# [Tarefas a realizar]
1) Transcreva, do texto sobre cuidados paliativos, a parte que se inicia com as palavras "O trabalho envolve" e vai até "Ministério da Saúde.".
2) Segundo o Ministério da Saúde, quantas pessoas precisam de cuidados paliativos no Brasil, de acordo com o texto sobre cuidados paliativos?

# [Trecho do texto]
▼
“As pessoas se esquecem de que elas vão morrer. E nós não temos essa oportunidade”, diz Caroline de Souza, enfermeira paliativista do Hospital Municipal Vila Santa Catarina, na zona sul de São Paulo. Ela se refere aos profissionais como ela, que diariamente atendem pacientes que têm doenças que ameaçam a vida, estejam em fase terminal ou não.
O trabalho envolve o alívio do sofrimento, por meio da avaliação e do tratamento da dor e de outros sintomas físicos, sociais, psicológicos e espirituais. E envolve uma equipe multidisciplinar, que pode ser composta por médicos, enfermeiros, psicólogos, fisioterapeutas, assistentes sociais e terapeutas ocupacionais. No Brasil, cerca de 625 mil pessoas precisam de cuidados paliativos, segundo o Ministério da Saúde.
O câncer é a principal causa associada aos cuidados paliativos, segundo dados da Worldwide Palliative Care Alliance. A médica Arabella Freitas, do Instituto do Câncer do Estado de São Paulo (ICESP), observa que muitos pacientes oncológicos têm entre 40 e 50 anos e passam por uma interrupção brusca em suas biografias. Caroline, por sua vez, relata que é comum encontrar nos pacientes um discurso de culpa, por acreditarem que negligenciaram a própria saúde. A rapidez com que o câncer evolui tende a intensificar esse sentimento, exigindo da equipe um cuidado ainda mais atento e sensível.

Arabella trabalha de segunda a sexta-feira e dedica três dias exclusivamente ao acompanhamento de pacientes terminais. Em um único dia, chega a atender dez pessoas e já testemunhou cinco mortes em apenas uma manhã. “Coisas da história deles batem na minha história também, sempre vão bater”, diz. Por isso, defende que não se pode exigir tanta objetividade e frieza de paliativistas.
▲
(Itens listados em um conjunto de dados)
▼
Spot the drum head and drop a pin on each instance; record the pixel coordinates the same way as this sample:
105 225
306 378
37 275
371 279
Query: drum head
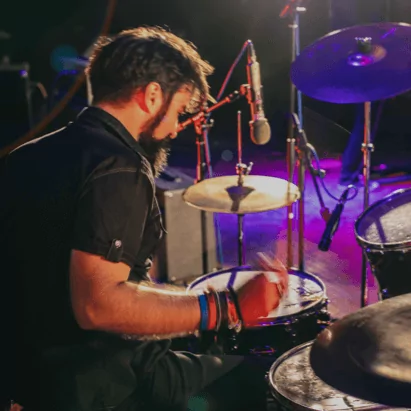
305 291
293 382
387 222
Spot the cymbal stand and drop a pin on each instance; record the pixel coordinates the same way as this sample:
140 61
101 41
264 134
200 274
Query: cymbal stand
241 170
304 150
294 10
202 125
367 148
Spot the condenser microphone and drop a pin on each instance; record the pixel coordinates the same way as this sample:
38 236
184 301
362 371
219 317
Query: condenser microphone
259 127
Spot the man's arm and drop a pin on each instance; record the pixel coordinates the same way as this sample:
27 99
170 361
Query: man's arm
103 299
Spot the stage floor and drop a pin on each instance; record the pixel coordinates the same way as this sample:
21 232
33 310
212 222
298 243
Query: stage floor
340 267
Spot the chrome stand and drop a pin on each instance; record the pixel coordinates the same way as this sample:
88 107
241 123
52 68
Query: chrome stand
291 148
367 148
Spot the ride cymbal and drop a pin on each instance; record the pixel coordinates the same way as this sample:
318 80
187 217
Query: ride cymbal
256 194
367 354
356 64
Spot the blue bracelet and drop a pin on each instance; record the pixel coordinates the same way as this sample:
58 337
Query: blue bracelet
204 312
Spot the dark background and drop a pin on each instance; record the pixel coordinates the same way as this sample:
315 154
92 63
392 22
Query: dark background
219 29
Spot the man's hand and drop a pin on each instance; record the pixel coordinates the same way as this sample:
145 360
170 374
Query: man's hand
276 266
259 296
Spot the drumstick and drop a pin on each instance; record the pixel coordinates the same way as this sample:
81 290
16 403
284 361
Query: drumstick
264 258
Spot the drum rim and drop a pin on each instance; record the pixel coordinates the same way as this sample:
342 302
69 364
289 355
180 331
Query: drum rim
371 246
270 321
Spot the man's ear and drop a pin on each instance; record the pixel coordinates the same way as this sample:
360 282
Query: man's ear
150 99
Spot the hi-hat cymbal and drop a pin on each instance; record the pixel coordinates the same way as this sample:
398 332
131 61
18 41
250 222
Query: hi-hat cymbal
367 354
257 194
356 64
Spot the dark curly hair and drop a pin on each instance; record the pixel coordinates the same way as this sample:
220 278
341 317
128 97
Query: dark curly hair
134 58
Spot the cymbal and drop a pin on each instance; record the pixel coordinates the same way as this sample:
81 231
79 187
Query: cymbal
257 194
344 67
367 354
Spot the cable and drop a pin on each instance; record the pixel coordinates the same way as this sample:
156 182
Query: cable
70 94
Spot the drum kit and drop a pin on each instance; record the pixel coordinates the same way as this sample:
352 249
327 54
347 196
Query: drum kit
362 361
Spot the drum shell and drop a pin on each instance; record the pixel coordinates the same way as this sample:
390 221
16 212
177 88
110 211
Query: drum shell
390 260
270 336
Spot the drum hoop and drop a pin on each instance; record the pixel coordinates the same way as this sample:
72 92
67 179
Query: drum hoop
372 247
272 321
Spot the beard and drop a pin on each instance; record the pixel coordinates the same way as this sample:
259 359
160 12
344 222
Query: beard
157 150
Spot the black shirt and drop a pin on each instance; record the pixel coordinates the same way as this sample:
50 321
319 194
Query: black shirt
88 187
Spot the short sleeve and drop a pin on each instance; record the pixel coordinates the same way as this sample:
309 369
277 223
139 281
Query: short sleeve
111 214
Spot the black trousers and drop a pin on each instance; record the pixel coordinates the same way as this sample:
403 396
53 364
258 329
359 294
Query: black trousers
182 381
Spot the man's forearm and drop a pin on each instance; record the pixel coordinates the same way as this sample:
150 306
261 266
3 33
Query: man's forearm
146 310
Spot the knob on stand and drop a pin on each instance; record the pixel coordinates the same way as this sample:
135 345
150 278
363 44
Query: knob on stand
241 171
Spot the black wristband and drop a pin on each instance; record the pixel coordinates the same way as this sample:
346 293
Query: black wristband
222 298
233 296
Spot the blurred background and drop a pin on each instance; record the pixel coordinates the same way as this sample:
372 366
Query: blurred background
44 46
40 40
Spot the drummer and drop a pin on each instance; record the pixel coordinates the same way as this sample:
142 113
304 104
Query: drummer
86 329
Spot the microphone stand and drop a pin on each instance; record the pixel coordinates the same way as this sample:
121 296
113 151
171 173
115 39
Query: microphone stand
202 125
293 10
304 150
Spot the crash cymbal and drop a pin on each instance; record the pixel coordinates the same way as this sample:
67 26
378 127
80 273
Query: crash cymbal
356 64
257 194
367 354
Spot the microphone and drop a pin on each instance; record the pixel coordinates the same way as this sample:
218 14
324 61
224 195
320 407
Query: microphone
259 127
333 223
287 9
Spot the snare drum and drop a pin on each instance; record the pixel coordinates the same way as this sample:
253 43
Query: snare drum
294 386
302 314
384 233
▲
# [Lista de respostas]
1)
O trabalho envolve o alívio do sofrimento, por meio da avaliação e do tratamento da dor e de outros sintomas físicos, sociais, psicológicos e espirituais. E envolve uma equipe multidisciplinar, que pode ser composta por médicos, enfermeiros, psicólogos, fisioterapeutas, assistentes sociais e terapeutas ocupacionais. No Brasil, cerca de 625 mil pessoas precisam de cuidados paliativos, segundo o Ministério da Saúde.

2) Cerca de 625 mil pessoas.